Brief: Copy out every record exactly.
Records to process Block Start
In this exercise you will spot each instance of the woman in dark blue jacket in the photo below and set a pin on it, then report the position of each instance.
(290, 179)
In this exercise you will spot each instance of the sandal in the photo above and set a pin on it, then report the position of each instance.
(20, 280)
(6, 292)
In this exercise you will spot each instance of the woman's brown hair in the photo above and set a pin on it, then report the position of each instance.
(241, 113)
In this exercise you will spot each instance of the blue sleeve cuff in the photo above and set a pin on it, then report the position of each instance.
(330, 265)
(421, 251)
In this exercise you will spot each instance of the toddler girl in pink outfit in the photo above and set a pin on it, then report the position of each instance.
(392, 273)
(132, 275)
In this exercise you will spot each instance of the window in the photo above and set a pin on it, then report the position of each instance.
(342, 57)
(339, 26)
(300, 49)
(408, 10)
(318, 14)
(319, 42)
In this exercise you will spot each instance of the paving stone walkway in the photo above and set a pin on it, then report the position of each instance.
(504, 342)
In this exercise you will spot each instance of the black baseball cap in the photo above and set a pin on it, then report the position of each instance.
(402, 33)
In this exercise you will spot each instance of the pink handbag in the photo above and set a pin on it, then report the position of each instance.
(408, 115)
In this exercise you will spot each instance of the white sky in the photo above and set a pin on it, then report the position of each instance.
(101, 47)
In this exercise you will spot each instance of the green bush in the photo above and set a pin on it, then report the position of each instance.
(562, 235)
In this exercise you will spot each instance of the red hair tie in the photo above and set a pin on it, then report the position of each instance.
Records to process Block End
Exercise response:
In this exercise you will spot each instance of the woman in dark blue jacket in the photo below and set a pin on it, then report the position of each instance.
(290, 179)
In this exercise you will spot each instance of the sandal in the photo above and set a pin on it, then report the position of each instance.
(20, 280)
(6, 292)
In this exercise you will spot each instance of the woman's brown hair in the photo above and set a pin on it, then report the position of each instance.
(241, 113)
In this exercise you will spot each instance of the blue sleeve cuff in the photo above and set a pin on it, then report the position of each instance.
(330, 265)
(421, 251)
In this exercise you will spot each instance of the toddler girl in pink outfit in the photo above and set a pin on it, then report the position of each instance.
(392, 273)
(132, 275)
In this exercise you will spot each instance of the window in the photo above and set a pin on it, then report the position of each instance.
(342, 57)
(339, 26)
(300, 49)
(408, 10)
(318, 14)
(319, 42)
In this exercise you will spot each instance of the paving stone walkway in the photo above and set a pin on it, then report the position of each instance.
(504, 342)
In this exercise you will spot each instance of the black baseball cap in the photo above and set a pin on it, then report the position of each instance.
(402, 33)
In this exercise you will spot each instance of the pink handbag in the photo above and set a pin on it, then report the position of each instance.
(408, 115)
In this exercise you will spot each instance of the white sky in the photo above and set a pin on it, then report the position of each instance.
(101, 47)
In this exercise you will spot each instance of the green bush in the photo above and set a pin on it, then report the position of each instance.
(562, 235)
In this exercise you will spot each instance of the red hair tie in the photo above and set a pin on it, then report the position of each instance.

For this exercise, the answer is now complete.